WHAT YOU ARE ASKED TO DO :: Write each line out again exactly as written.

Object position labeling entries
──────────
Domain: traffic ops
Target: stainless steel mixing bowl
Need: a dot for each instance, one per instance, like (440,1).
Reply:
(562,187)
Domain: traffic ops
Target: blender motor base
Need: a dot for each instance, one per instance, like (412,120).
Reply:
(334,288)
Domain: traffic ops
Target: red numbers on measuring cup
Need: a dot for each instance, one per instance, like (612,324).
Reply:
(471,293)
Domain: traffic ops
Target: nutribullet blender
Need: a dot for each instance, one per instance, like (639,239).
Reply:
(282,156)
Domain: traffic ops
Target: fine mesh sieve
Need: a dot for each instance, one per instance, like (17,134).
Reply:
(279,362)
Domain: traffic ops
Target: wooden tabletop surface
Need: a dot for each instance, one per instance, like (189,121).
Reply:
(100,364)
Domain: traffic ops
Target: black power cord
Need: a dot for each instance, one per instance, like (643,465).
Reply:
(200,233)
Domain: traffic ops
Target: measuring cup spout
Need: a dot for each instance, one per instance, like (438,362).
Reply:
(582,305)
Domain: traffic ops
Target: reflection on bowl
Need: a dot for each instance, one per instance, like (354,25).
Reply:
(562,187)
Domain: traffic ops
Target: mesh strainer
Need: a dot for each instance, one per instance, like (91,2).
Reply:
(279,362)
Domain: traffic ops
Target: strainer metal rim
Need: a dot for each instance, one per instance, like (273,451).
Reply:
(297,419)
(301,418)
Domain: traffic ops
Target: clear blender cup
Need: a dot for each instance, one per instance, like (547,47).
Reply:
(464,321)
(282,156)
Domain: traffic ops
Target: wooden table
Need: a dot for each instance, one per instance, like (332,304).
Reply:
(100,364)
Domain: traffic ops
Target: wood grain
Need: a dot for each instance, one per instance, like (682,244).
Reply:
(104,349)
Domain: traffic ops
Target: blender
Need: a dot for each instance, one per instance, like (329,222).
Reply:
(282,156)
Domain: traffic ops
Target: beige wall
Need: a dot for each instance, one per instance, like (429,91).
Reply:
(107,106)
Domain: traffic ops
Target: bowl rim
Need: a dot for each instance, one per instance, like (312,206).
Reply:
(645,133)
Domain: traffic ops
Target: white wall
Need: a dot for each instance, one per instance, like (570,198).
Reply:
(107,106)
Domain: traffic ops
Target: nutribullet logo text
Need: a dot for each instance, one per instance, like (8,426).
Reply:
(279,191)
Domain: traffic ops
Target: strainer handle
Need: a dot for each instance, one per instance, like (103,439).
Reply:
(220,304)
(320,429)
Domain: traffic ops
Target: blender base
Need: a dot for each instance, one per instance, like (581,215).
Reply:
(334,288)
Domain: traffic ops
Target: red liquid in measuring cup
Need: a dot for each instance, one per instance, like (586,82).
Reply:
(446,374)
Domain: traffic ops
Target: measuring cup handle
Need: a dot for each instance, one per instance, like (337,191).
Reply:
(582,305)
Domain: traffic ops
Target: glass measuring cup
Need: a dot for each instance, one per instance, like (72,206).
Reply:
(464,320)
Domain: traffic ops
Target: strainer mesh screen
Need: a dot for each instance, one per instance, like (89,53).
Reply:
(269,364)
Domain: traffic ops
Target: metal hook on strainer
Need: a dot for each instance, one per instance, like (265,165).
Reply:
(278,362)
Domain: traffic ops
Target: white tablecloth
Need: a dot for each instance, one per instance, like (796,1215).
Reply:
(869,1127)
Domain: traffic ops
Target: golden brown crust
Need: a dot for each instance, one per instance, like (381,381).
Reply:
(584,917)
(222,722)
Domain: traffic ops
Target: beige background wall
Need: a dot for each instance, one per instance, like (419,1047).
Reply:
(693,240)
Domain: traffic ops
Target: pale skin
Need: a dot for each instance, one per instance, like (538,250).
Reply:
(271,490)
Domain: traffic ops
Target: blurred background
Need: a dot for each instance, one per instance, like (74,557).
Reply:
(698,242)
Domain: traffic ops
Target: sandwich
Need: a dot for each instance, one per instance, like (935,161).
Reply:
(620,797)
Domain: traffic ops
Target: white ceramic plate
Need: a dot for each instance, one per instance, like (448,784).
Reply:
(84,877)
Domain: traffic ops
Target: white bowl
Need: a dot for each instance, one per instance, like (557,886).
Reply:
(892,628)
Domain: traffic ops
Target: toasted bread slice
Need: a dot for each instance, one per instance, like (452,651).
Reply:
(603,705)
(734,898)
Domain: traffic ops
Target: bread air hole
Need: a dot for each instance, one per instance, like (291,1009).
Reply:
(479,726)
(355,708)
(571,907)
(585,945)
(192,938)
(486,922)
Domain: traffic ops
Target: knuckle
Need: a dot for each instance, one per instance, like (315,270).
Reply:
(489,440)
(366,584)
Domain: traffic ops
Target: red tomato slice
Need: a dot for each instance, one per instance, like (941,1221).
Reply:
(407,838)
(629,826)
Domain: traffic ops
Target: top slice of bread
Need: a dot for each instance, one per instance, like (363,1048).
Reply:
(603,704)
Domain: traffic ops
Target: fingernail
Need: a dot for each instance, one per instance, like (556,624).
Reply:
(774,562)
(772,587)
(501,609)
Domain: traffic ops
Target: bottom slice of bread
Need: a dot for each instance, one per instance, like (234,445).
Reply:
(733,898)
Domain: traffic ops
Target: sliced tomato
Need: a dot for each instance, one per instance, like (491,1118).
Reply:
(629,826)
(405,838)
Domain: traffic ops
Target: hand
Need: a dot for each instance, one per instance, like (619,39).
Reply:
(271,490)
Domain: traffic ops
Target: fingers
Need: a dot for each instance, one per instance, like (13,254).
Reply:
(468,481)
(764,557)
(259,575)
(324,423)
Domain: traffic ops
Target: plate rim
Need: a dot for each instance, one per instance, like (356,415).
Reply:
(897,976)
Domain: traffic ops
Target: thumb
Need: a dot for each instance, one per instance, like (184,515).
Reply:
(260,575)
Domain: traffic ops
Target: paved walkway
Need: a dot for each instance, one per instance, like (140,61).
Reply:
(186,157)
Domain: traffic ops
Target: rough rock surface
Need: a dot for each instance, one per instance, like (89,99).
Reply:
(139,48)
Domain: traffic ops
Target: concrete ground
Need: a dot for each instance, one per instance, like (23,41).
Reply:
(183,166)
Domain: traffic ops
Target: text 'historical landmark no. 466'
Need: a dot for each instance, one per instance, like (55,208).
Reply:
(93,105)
──────────
EXPECTED ANSWER ::
Domain: traffic ops
Target: stainless steel mixing bowl
Need: a dot for each instance, one per instance, like (440,1).
Reply:
(562,187)
Domain: traffic ops
Target: blender motor base
Need: a dot for each instance, one per instance, like (412,120).
Reply:
(334,288)
Domain: traffic ops
Target: red numbers on measuring cup
Need: a dot for each instance, one per instance, like (612,324).
Reply:
(471,293)
Domain: traffic ops
Target: nutribullet blender
Need: a dot for each instance, one per instance, like (639,239).
Reply:
(282,156)
Domain: traffic ops
Target: fine mesh sieve
Need: a dot for each instance, one per instance, like (17,134).
Reply:
(279,362)
Domain: traffic ops
Target: wooden tabletop surface
Need: a dot for each instance, one per instance, like (189,121).
Reply:
(100,364)
Domain: traffic ops
Target: black power cord
Need: a dot for each instance, one per instance, like (643,465).
Reply:
(200,233)
Domain: traffic ops
Target: measuring cup spout
Need: a dot for each instance, one per instance, like (438,362).
Reply:
(582,305)
Domain: traffic ops
Target: reflection on bowl
Need: a dot for each instance, one per instance, like (354,25).
Reply:
(562,187)
Domain: traffic ops
Target: mesh strainer
Need: a dot for each instance, one per instance, like (91,2).
Reply:
(279,362)
Domain: traffic ops
Target: strainer metal rim
Need: a dot for each instance, one per instance, like (273,451).
Reply:
(297,419)
(301,418)
Domain: traffic ops
Target: clear blender cup
Need: a dot for each instance, one per instance, like (547,47).
Reply:
(464,321)
(282,156)
Domain: traffic ops
Target: wooden table
Need: a dot for each instance, one per instance, like (332,304).
Reply:
(100,364)
Domain: traffic ops
Target: wood grain
Need: a dot for each instance, one per instance, like (682,244).
Reply:
(104,349)
Domain: traffic ops
Target: blender
Need: a dot for each instance, one per instance, like (329,222).
Reply:
(282,156)
Domain: traffic ops
Target: beige wall
Need: a dot for each instance, one per instance, like (429,91).
Reply:
(107,106)
Domain: traffic ops
Target: bowl rim
Need: a dot for each instance, one per instance, like (312,206).
Reply:
(645,133)
Domain: traffic ops
Target: white wall
Need: a dot for each instance, one per instance, like (570,198).
Reply:
(107,106)
Domain: traffic ops
Target: nutribullet logo text
Need: a dot for each instance, one per instance, like (8,426).
Reply:
(279,191)
Domain: traffic ops
Target: strainer handle
Need: a dot for each instance, one per instance, like (103,439).
Reply:
(220,304)
(320,429)
Domain: traffic ops
Target: blender base
Need: a dot for each instance, one per instance, like (581,215).
Reply:
(334,288)
Domain: traffic ops
Target: red liquid in measuring cup
Need: a dot for each instance, one per instance, like (586,82).
Reply:
(446,374)
Domain: traffic ops
Target: measuring cup handle
Need: a dot for each instance, one per instance, like (337,191).
Reply:
(582,305)
Domain: traffic ops
Target: glass measuring cup
Need: a dot for each instance, one per instance, like (72,206).
Reply:
(464,320)
Domain: traffic ops
Target: strainer mesh screen
Need: a dot for each instance, one per instance, like (89,53).
Reply:
(269,364)
Domain: traffic ops
Target: metal hook on strainer
Need: a dot for each instance, one per instance, like (265,165).
Reply:
(278,362)
Domain: traffic ops
Target: white tablecloth
Need: a dot for each instance, one per instance, like (796,1215).
Reply:
(869,1127)
Domain: traffic ops
Target: golden brown crust
Need: a dot for each instance, one per instance, like (381,381).
Reply:
(584,917)
(222,722)
Domain: traffic ops
Target: beige background wall
Need: a dot for each instance, one per instance, like (419,1047).
Reply:
(693,240)
Domain: traffic ops
Target: pale skin
Need: a dot for each instance, one per instance, like (538,250).
Reply:
(271,490)
Domain: traffic ops
Target: blurred background
Need: a dot for each instance, one per instance, like (74,557).
Reply:
(698,242)
Domain: traffic ops
Target: sandwich
Need: a dot for each instance, one per instance, like (935,161).
Reply:
(620,797)
Domain: traffic ops
Target: white ceramic plate
Need: a dot for each instance, one per instance, like (448,784).
Reply:
(84,877)
Domain: traffic ops
Target: white bowl
Need: a dot for each instance, one per instance, like (557,886).
Reply:
(892,628)
Domain: traffic ops
Target: toasted bread slice
Need: a dot for each instance, one per instance, like (452,651).
Reply:
(603,705)
(734,898)
Domain: traffic ops
Target: bread air hole
Need: a dot for each instance, one per instance, like (291,1009).
Reply:
(479,726)
(355,708)
(571,907)
(585,945)
(192,938)
(486,922)
Domain: traffic ops
Target: knuckle
Need: a dot for each instance, one per instance, like (315,270).
Reply:
(489,440)
(366,584)
Domain: traffic ops
Target: red tomato slice
Need: a dot for each instance, one per instance, like (941,1221).
Reply:
(407,838)
(629,826)
Domain: traffic ops
Target: top slice of bread
Need: a dot for each instance, one per instance, like (363,1048).
Reply:
(603,704)
Domain: traffic ops
Target: fingernail
Need: a dot for each instance, one per instance, like (556,624).
Reply:
(774,562)
(772,587)
(501,609)
Domain: traffic ops
Target: bottom slice of bread
Need: a dot for each instance, one per instance, like (234,445).
Reply:
(733,898)
Domain: traffic ops
Target: sliced tomato
Need: a dot for each instance, one per instance, like (491,1118).
Reply:
(629,826)
(405,838)
Domain: traffic ops
Target: hand
Need: a dot for each instance, one per instance, like (619,39).
Reply:
(271,490)
Domain: traffic ops
Target: fingers
Need: a dot for each instance, one per instance, like (13,254).
Reply:
(468,481)
(764,557)
(259,575)
(324,423)
Domain: traffic ops
Target: plate rim
Need: a dot for each instance, one per instance, like (356,415).
Reply:
(897,976)
Domain: traffic ops
Target: thumb
Need: a dot for each instance, one per instance, like (184,515).
Reply:
(260,575)
Domain: traffic ops
Target: paved walkway
Need: a dot for each instance, one per instance, like (140,61).
Reply:
(186,157)
Domain: traffic ops
Target: rough rock surface
Need: a dot for each instance, one per instance, like (89,99).
Reply:
(139,48)
Domain: traffic ops
Target: concrete ground
Need: a dot for each instance, one per instance, like (23,41).
Reply:
(183,166)
Domain: traffic ops
Target: text 'historical landmark no. 466'
Need: a dot for each instance, one per instance, like (55,208).
Reply:
(93,105)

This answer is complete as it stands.